• Try it:
What you need to produce is the complete listing, repeated exactly.

• Source data:
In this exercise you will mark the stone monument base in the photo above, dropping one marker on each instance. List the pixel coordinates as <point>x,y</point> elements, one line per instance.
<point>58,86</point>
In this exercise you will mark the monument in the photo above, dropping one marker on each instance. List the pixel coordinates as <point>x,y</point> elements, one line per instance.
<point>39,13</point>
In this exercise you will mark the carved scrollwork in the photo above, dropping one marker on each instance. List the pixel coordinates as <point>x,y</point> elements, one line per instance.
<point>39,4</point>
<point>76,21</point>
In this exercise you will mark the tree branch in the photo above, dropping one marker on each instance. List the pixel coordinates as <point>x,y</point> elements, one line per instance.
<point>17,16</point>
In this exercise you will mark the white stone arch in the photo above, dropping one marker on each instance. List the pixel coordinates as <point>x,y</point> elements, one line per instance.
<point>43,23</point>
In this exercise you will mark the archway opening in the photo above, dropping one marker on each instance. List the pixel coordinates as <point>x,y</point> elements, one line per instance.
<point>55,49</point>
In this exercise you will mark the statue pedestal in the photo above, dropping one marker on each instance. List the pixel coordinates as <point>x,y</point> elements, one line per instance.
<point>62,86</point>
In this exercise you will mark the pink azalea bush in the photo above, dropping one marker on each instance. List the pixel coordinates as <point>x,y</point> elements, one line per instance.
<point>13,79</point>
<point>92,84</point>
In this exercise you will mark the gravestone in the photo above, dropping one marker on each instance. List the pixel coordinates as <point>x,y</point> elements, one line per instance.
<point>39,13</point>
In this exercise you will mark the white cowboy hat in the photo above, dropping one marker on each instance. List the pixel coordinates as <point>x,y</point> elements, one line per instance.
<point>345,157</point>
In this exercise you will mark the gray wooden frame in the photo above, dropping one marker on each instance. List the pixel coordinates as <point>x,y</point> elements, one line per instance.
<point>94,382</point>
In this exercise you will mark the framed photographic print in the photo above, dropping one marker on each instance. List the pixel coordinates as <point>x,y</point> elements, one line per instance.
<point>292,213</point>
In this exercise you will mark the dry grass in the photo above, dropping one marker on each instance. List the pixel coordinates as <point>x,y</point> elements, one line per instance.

• Response area:
In this exercise you will mark the stone monument base in the photo above, dropping one marker on each instance. List the pixel coordinates as <point>x,y</point> elements, one line per instance.
<point>58,86</point>
In this exercise you will mark the monument in the photo above, dropping one marker on each instance. List the pixel coordinates as <point>x,y</point> elements, one line per instance.
<point>39,13</point>
In this exercise you will mark the carved scrollwork in the photo above, dropping one marker on each instance. List the pixel coordinates as <point>x,y</point> elements, one line per instance.
<point>39,4</point>
<point>76,21</point>
In this exercise you will mark the tree branch in the photo above, dropping one marker on each instance. List the pixel coordinates as <point>x,y</point> elements, one line per instance.
<point>17,16</point>
In this exercise you will mark the white stone arch in the photo above, dropping one marker on each instance. List the pixel coordinates as <point>x,y</point> elements, one line per instance.
<point>43,23</point>
In this exercise you will mark the archway opening in the photo above, dropping one marker on each instance. List the pixel coordinates as <point>x,y</point> elements, one line per instance.
<point>55,49</point>
In this exercise you will mark the statue pedestal in the photo above, dropping one marker on each instance. List the pixel coordinates as <point>x,y</point> elements, one line per instance.
<point>62,86</point>
In this exercise you will mark the pink azalea bush in the photo above, dropping one marker on each instance. List the pixel coordinates as <point>x,y</point> elements, one line per instance.
<point>13,79</point>
<point>92,84</point>
In this exercise you will mark the gravestone in the photo above, dropping one marker on each instance. List the pixel coordinates as <point>x,y</point> elements, one line per instance.
<point>39,13</point>
In this exercise you will mark the white cowboy hat in the photo above, dropping one marker on each instance. List the pixel coordinates as <point>x,y</point> elements, one line per instance.
<point>345,157</point>
In this exercise you will mark the gray wooden frame in the photo above, dropping one marker on each instance. List the pixel coordinates as <point>x,y</point> elements, one line per instance.
<point>94,382</point>
In this exercise you will mark the framed photographic print in the photo above, dropping one marker on each instance. List the pixel coordinates as <point>x,y</point> elements, one line per instance.
<point>292,213</point>
In this exercise you will mark the dry grass in the photo above, dropping one marker on each instance. List the pixel coordinates as <point>x,y</point> elements, one line per instance.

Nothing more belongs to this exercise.